- **TASK GOAL**
Convert the items from the line containing "Task description: The image is above. Identify every car" down to the line containing "[1065,236,1102,291]" into a two-column CSV headed instruction and boxes, with one row per item. Put each item's text and its answer in their own quoted fields, replacing any line breaks with spaces.

- **DATA**
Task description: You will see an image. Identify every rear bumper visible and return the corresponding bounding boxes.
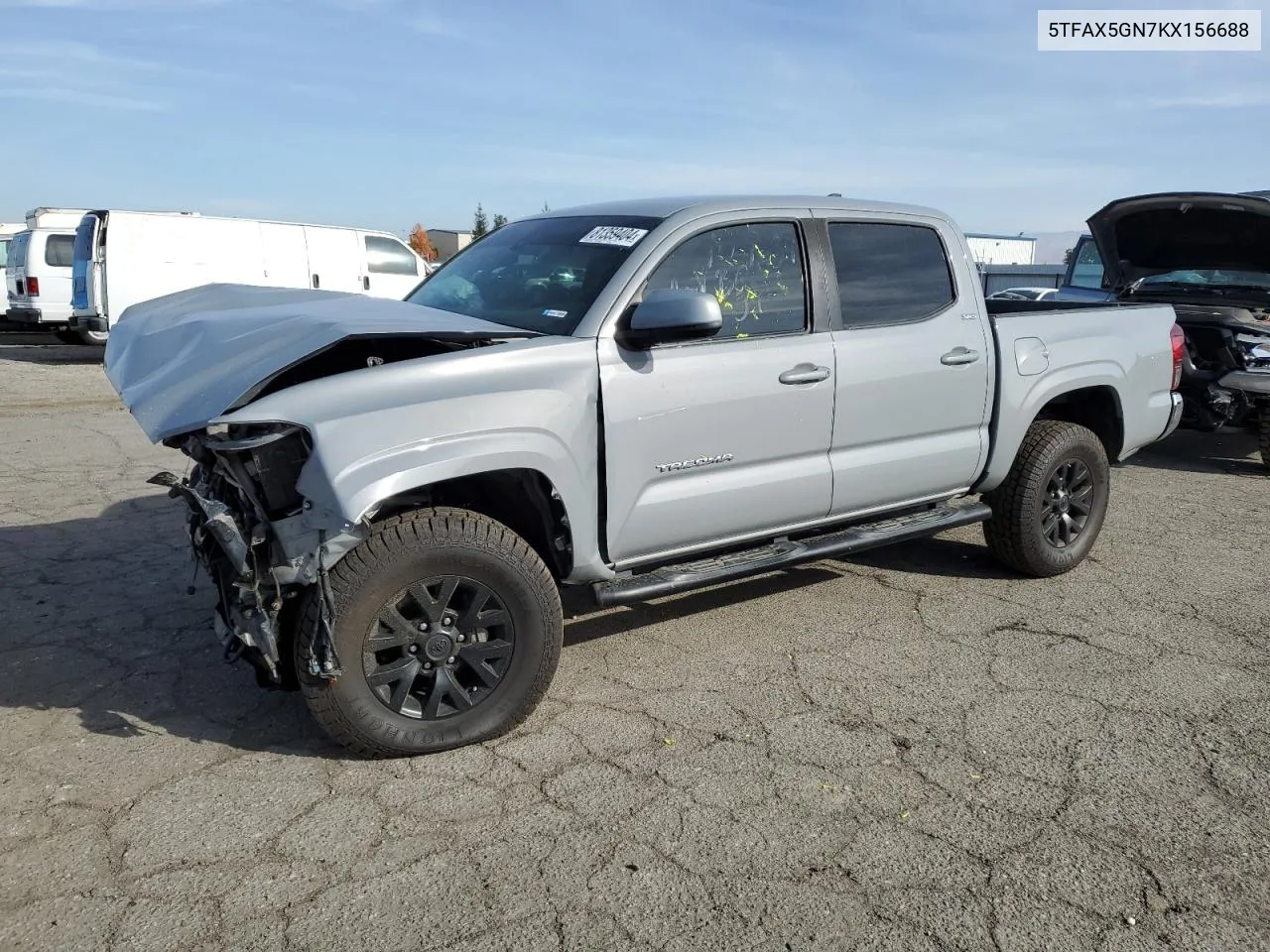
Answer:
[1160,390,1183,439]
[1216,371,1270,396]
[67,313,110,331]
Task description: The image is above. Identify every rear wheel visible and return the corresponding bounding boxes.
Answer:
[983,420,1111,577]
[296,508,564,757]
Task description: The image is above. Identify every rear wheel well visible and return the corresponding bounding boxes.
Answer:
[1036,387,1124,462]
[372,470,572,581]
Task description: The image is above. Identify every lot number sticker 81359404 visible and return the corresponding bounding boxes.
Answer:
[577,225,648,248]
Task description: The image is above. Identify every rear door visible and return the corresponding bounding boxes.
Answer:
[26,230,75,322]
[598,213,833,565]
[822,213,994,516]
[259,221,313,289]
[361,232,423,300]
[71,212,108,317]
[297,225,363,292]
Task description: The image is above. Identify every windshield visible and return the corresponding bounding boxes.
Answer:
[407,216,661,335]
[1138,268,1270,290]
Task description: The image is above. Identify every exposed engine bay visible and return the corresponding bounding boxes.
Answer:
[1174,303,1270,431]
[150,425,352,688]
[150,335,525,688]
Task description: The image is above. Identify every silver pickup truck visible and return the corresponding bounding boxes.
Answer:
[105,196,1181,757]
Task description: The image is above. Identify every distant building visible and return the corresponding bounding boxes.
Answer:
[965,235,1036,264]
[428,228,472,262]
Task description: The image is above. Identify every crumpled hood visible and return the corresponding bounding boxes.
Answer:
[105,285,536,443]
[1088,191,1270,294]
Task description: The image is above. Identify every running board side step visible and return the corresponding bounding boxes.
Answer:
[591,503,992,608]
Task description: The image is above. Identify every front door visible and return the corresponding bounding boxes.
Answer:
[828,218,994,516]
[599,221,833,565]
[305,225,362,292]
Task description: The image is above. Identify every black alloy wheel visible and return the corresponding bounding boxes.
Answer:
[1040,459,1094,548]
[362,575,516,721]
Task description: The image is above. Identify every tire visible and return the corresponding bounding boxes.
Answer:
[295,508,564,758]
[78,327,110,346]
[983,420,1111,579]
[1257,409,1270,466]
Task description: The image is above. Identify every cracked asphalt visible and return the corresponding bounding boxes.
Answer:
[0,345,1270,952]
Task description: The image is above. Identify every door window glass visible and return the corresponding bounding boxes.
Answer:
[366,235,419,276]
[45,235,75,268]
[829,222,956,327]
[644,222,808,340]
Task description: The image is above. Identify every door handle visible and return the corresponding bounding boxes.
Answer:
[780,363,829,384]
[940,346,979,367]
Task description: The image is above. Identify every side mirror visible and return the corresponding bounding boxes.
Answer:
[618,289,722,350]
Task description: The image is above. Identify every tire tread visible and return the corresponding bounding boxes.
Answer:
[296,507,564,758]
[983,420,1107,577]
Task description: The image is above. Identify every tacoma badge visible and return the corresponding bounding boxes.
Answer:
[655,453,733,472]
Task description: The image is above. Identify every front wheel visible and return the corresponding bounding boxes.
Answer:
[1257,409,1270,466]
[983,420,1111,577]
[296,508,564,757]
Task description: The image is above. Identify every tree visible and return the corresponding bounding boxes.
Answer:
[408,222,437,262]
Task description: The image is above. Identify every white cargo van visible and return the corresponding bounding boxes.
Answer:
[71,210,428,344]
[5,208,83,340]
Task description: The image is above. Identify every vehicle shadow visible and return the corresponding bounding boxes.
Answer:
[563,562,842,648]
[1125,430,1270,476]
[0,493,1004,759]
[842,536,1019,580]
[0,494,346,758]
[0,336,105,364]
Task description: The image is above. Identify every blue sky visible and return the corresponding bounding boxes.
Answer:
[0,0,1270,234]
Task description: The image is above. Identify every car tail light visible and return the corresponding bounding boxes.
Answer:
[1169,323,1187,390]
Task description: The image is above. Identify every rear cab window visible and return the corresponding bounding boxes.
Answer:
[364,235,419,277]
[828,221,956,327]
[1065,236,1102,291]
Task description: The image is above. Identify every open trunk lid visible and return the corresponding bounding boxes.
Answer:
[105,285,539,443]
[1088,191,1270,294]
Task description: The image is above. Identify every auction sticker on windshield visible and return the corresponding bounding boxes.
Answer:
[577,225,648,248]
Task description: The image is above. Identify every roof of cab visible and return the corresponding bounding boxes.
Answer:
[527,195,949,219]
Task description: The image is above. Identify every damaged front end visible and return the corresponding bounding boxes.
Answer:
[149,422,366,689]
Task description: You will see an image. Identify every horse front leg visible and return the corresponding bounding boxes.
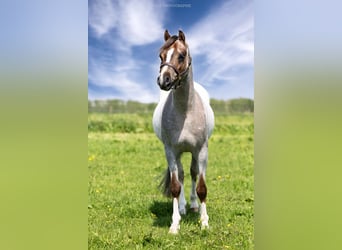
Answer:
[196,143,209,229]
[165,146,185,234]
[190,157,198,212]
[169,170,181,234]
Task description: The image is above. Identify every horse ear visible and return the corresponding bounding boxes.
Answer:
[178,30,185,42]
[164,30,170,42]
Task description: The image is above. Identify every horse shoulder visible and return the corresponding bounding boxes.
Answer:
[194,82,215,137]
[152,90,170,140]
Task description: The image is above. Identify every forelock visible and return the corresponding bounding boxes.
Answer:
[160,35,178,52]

- **WRITTEN ANSWER**
instruction,boxes
"Task description: The image is above. Identify every car tail light visible and return the corresponding bounding boxes. Answer:","[1169,323,1187,390]"
"Task description: The image is above. Identify every rear cab window visible and return the corresponding bounding boxes. Answer:","[364,235,419,277] [828,221,956,327] [1065,236,1102,291]"